2012/14 + 2018/20: Parnngurr (Western Australia). Uranium, Naegleria Species

Parnngurr (Western Australia) – Uranium

Uranium: ADWG 0.017mg/L

10 tests above ADWG Guideline 2012-2014

3 tests above ADWG Guideline 2018-2020

3 tests (~9%) above or equal to Uranium ADWG guideline 2017-2019

2017: 0.024mg/L (highest level). ~0.006mg/L (average)

2018: 0.006mg/L (highest level). ~0.0045mg/L (average)

2019: 0.026mg/L (highest level). ~0.009mg/L (average)

WA Auditor Report – Delivering Essential Services to Remote Aboriginal Communities

Water management plans involving blending water from multiple bores have only been partly successful in managing uranium levels. They have been used in Bow River, Burringurrah and Pia Wadjari but have only been successful in Bow River. Tests in Burringurrah have detected uranium above ADWG guideline levels every year since 2012-13 and in Pia Wadjari since 2015-16. According to the Department’s 2017 RAESP Capital Works program, an estimated $2.7 million is needed to improve water quality in these 2 communities. People living in Burringurrah and Pia Wadjari face ongoing risks from higher uranium levels than specified as safe in the ADWG guidelines. P21

Uranium (Information Sourced From 2011 Australian Drinking Water Guidelines)
“Based on health considerations, the concentration of uranium in drinking water should not exceed 0.017 mg/L.”

Parnngurr (Western Australia) – Naegleria Species

3 tests above ADWG Guideline 2012-2014

“GUIDELINE No guideline value is set for Naegleria fowleri in drinking water, but an ‘action level’ is recommended for water supplies likely to be contaminated. If the organism is detected, advice should be sought from the relevant health authority.

**Action item**
Continue the Parnngurr water-quality page from the point where it stops. The items that come next are from a separate source.

**Dataset excerpts**
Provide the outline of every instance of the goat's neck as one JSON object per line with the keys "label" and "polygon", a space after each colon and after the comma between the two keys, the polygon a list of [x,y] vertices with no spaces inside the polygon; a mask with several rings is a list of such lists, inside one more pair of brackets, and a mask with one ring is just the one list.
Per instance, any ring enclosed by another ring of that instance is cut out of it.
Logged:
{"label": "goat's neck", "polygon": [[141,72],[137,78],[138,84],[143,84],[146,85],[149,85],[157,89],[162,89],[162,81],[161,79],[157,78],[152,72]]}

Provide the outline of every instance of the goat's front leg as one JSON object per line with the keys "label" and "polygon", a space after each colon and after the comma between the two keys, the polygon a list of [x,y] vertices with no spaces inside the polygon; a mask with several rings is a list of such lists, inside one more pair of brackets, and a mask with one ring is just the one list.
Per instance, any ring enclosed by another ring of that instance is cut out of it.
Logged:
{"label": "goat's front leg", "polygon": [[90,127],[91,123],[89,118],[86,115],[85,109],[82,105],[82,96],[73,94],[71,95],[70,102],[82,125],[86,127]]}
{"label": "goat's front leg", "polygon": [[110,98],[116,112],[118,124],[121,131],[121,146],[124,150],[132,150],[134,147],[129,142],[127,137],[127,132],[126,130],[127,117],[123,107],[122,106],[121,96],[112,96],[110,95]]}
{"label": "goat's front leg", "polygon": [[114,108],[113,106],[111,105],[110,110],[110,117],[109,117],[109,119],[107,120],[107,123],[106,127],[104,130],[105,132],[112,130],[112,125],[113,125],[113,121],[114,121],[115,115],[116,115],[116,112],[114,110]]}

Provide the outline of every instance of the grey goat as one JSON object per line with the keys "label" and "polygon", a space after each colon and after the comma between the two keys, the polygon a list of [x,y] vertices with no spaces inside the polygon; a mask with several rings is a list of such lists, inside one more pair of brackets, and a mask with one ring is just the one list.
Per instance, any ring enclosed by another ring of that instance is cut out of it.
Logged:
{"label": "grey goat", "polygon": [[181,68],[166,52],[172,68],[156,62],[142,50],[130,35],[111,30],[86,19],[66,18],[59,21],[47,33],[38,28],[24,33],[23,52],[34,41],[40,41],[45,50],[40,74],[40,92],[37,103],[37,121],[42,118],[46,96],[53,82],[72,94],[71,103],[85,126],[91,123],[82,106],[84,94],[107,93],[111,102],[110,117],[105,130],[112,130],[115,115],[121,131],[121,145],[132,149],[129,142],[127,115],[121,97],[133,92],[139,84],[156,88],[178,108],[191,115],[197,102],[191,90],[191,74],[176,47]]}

**Your response**
Naegleria fowleri is a free-living, thermophilic amoeboflagellate which causes the waterborne disease primary amoebic meningoencephalitis (PAM). This rare but fatal condition has followed use of water for swimming, or domestic bathing. The organism occurs naturally in freshwater of suitable temperature, feeding on bacteria. Its occurrence is only indirectly related to human activity, inasmuch as such activity may modify temperatures or promote bacterial production. PAM has been reported from many countries, usually associated with thermally polluted environments, geothermal water or heated swimming pools. N. fowleri is almost exclusively aquatic, and water is the only known source of infection. Numerous nonvirulent Naegleria species are known in Australia.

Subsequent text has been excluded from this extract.